[Excerpts from a detection dataset]
◇ ◇ ◇

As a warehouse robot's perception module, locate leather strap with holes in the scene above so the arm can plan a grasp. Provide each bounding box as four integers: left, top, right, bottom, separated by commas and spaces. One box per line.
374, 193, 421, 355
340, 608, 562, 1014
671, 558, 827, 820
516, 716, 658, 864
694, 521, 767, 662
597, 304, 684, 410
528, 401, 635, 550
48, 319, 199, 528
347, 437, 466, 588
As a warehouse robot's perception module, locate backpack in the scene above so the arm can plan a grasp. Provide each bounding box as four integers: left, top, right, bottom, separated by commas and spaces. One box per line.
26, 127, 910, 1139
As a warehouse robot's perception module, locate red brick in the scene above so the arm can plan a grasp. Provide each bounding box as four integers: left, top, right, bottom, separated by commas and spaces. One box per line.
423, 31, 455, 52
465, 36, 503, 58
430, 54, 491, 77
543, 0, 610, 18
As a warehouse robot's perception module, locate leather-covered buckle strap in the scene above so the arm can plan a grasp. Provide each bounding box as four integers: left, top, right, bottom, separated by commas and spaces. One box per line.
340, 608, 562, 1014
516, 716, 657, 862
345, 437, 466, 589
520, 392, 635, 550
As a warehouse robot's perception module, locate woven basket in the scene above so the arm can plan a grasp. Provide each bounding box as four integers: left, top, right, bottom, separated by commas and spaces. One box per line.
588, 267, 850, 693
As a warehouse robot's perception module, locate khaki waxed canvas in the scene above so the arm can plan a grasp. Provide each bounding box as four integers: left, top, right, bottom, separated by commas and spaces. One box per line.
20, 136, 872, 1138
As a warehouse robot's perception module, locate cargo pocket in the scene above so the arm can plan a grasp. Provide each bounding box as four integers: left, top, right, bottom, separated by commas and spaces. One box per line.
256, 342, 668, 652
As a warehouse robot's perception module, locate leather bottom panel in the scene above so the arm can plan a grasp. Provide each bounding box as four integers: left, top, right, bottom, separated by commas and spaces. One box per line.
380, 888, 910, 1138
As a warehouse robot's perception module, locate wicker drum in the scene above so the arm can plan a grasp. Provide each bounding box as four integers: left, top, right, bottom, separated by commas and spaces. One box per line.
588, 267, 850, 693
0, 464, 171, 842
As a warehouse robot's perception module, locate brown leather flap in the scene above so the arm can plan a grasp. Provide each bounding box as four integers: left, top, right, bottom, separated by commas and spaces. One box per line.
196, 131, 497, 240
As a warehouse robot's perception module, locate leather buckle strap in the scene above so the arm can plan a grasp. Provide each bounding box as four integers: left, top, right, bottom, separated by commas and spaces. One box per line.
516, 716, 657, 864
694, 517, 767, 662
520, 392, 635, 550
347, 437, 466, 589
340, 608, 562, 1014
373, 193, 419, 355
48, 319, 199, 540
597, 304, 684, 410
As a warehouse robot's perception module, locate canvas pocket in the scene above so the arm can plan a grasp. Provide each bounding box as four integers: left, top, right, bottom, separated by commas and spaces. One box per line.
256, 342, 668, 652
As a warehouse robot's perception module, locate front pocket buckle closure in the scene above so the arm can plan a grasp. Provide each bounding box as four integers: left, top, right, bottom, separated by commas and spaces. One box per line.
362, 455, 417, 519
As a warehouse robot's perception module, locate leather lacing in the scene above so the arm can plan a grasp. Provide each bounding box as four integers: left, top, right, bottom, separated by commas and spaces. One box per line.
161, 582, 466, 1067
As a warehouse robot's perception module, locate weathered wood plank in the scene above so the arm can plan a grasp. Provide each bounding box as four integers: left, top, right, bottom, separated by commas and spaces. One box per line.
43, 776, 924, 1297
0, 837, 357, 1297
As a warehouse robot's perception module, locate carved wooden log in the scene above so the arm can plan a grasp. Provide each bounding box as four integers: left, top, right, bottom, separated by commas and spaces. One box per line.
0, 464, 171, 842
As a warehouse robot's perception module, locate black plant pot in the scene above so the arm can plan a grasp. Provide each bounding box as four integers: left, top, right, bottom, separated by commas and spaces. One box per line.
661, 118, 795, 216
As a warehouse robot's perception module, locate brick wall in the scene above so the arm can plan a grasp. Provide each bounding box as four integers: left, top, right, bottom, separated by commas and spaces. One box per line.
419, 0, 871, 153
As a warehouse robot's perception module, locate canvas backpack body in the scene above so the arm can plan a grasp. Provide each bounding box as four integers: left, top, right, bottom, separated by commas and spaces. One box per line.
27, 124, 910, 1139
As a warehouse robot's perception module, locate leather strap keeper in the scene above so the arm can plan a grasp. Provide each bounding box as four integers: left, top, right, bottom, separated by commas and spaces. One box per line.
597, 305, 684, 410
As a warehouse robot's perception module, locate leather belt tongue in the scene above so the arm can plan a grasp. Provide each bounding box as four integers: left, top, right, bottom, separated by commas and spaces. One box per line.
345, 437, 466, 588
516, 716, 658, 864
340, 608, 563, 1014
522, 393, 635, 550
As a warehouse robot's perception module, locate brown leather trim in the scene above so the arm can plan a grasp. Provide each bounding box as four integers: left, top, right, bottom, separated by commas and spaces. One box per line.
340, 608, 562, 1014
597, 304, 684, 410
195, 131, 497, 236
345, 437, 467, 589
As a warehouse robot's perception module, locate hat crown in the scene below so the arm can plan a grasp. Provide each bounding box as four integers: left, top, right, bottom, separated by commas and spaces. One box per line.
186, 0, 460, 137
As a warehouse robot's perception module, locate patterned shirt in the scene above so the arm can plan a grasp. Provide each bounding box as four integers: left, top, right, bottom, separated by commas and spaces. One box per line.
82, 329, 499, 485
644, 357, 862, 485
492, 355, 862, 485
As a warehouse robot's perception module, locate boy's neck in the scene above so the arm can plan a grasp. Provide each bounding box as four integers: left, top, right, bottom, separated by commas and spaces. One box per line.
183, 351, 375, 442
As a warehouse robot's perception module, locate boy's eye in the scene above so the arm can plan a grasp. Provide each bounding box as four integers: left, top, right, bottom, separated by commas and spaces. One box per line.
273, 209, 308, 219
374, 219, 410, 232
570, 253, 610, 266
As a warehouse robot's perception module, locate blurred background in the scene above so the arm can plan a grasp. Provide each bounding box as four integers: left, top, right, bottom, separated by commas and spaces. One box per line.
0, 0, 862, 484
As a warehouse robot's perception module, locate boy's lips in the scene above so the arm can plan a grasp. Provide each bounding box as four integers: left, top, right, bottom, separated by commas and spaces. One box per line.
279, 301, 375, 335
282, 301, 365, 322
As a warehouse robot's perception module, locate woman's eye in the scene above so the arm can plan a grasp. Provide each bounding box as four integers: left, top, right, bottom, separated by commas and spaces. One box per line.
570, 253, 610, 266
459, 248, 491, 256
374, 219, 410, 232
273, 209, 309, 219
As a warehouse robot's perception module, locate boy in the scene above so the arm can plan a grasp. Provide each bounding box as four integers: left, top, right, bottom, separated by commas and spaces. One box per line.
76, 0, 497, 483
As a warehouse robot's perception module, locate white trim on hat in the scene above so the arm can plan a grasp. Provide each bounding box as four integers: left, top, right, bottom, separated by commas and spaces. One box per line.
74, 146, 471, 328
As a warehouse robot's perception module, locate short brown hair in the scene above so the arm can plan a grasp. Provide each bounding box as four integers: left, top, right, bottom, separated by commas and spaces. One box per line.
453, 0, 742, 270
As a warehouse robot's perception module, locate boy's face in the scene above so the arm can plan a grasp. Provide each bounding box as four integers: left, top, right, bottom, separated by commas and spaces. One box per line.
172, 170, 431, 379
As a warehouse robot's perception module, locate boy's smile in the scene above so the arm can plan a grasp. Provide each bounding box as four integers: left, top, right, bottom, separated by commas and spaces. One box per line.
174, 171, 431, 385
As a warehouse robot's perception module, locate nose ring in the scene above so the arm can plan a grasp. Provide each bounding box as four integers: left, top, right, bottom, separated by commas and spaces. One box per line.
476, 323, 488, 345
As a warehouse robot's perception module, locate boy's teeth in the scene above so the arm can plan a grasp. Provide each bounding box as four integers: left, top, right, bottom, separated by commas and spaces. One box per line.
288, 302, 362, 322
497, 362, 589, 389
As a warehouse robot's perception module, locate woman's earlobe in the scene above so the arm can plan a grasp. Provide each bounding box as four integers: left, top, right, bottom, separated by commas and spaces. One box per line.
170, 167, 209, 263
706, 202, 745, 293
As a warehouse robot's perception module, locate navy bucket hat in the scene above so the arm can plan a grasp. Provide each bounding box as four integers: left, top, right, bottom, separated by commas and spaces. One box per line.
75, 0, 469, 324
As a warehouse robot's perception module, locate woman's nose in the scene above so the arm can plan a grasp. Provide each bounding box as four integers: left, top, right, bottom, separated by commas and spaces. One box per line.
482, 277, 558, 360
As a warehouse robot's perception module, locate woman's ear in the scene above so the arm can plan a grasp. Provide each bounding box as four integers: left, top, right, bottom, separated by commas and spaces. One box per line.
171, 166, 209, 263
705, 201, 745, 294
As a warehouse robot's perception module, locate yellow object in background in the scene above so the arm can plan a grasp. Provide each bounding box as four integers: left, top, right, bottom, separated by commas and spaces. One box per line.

◇ ◇ ◇

Task description
Retype the lines above exactly, from the line containing "As a warehouse robot's perception module, locate navy" through the last line, inclusive.

Solution
As a warehouse robot's perception module, locate navy bucket hat in the scene above so the arm can plan a grasp. Provide each bounding box as four integers: left, top, right, bottom, separated by commas and spaces. One box per line.
75, 0, 469, 324
As a warehouse robot's perception module, locate woman's nose in the scene above so the arm can plan a grasp. Provide each bounding box as four integers: left, top, right, bottom, separated by commas and spaces. One box per line.
482, 277, 558, 360
As a warehouse robot's perception module, locate woman's ear in the scene above so the arm can plan a grasp. Provide each bounding box as four integers: left, top, right, bottom, separated by commas and spaces. One box per line.
171, 166, 209, 263
705, 201, 745, 294
As a warehouse robot's perception module, locate yellow object in background in the scene above so the arm can plan a grasp. Provide each bounding box as four integers: left, top, right, bottom, separated by commas and spaces. One box per line.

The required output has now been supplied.